* _Instruction_
Return the material below word for word, keeping every line intact and in its original order.

* _Records supplied_

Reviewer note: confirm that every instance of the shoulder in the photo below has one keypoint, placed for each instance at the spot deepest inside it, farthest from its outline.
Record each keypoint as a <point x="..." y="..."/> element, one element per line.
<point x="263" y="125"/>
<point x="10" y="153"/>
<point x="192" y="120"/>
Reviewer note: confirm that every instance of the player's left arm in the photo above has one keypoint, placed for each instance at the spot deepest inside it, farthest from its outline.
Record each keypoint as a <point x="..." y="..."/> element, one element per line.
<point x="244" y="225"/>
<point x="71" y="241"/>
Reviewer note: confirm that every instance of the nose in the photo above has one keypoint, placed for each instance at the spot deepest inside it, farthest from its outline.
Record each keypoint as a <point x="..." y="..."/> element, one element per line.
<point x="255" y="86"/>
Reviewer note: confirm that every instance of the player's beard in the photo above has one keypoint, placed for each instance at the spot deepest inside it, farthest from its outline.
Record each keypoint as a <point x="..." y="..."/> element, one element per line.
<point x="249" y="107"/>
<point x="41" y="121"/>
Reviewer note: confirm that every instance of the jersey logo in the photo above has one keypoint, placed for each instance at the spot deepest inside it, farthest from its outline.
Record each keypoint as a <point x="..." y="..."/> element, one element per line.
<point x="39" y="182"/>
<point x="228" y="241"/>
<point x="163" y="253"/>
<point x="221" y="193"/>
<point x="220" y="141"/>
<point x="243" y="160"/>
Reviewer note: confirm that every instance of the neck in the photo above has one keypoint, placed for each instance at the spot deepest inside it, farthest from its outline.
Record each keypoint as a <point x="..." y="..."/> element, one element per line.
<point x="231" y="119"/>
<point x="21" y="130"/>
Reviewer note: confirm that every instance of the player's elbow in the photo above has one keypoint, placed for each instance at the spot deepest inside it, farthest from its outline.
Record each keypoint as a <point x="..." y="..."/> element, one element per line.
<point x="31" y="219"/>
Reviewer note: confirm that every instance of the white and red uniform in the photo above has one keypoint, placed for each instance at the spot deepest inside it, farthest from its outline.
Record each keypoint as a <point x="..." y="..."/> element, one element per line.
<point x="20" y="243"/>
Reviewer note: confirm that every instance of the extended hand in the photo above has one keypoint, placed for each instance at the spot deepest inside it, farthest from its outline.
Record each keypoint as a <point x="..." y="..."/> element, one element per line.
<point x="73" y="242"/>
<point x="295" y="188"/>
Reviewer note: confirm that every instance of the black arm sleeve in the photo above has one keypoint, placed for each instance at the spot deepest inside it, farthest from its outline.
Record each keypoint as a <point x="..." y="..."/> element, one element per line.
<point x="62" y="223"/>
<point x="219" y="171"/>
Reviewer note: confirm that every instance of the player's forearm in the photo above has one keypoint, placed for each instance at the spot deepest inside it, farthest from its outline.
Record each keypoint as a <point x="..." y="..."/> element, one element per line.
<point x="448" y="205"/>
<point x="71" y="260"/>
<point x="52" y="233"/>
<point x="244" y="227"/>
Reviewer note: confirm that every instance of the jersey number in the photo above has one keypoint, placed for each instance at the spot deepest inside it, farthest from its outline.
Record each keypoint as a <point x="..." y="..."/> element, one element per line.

* _Finished exercise_
Reviewer note: confirm that every instance of the shoulder in the photo below has one keypoint, placed for each instance at the spot deepest inside it, farthest from its outline.
Record each keypoint as a <point x="..." y="..."/> element, one element per line.
<point x="263" y="125"/>
<point x="10" y="153"/>
<point x="192" y="120"/>
Reviewer note: confirm that every instance of the player's left arm in the photo above has one keypoint, placed for each instance at the spot deepest inside it, farthest from its outline.
Record each keypoint as a <point x="..." y="..."/> element, one element per line.
<point x="244" y="225"/>
<point x="71" y="241"/>
Reviewer note: confirm that every instance of the nose in the photo above has one keypoint, placed for each instance at the spot deepest inside it, farthest from its outline.
Record each keypoint as a <point x="..." y="..."/> element, one element per line.
<point x="255" y="86"/>
Reviewer note: confirm that every instance of the player's beard in the photo above has one keypoint, placed for each instance at the spot deepest inside it, farthest from its outline.
Record each keypoint as a <point x="..." y="..."/> element, one element per line.
<point x="249" y="107"/>
<point x="41" y="121"/>
Reviewer note: confirm that every instance of the jersey logo in the photo above has one keypoint, placed for each instance at the spot deepest inside it, farthest from its outline.
Record each keypoint as a <point x="..." y="..."/> element, one element per line.
<point x="39" y="182"/>
<point x="228" y="241"/>
<point x="163" y="253"/>
<point x="221" y="193"/>
<point x="220" y="141"/>
<point x="243" y="160"/>
Reviewer note: confirm that every instance of the neck in the photo above has one keypoint, placed for each instance at the spot deepest inside it, farthest from its outline.
Record each keypoint as a <point x="..." y="..."/> element, one element per line.
<point x="231" y="119"/>
<point x="21" y="130"/>
Reviewer note: confirm that every instance of the player's elbow in the photo above has one keypoint, placed for each instance at the spot deepest inside it, farthest from its outline.
Record each keypoint as a <point x="..." y="..."/> element, one element per line.
<point x="31" y="219"/>
Reviewer note: confirm that every instance of the white and red uniform in the photo above has one keypoint, placed for each instance at the spot deepest inside it, farthest from its outline.
Record each keypoint as a <point x="..." y="..."/> element, one element per line.
<point x="20" y="243"/>
Reviewer note: confirm that every instance of the extended hand in the photo above has one keypoint, placed for each instance at the spot deepest inside it, farthest from its outline.
Record each keypoint as a <point x="..." y="..."/> element, one element per line.
<point x="73" y="242"/>
<point x="295" y="188"/>
Reviewer note: confirm that every instance of the black arm sleeve in the photo above has one keypoint, placed for each instance at the spot deepest inside it, farthest from its outline.
Record each keypoint as a <point x="..." y="..."/> element, one element per line.
<point x="62" y="223"/>
<point x="219" y="171"/>
Reviewer note: confirm that every instance of the player's forearm in the photo above has one keypoint, placed for each instance at the spot deepest inside it, farthest from its outline.
Record each keypoint as a <point x="..." y="..."/> element, one element per line.
<point x="448" y="205"/>
<point x="71" y="260"/>
<point x="52" y="233"/>
<point x="244" y="227"/>
Reviewer note: confirm that every instance of the jersey number in the photo above has one keypoint, placed for each instance at the spot deepest inside it, farthest from its outline.
Record each keypoint as a <point x="..." y="..."/> element, one element per line.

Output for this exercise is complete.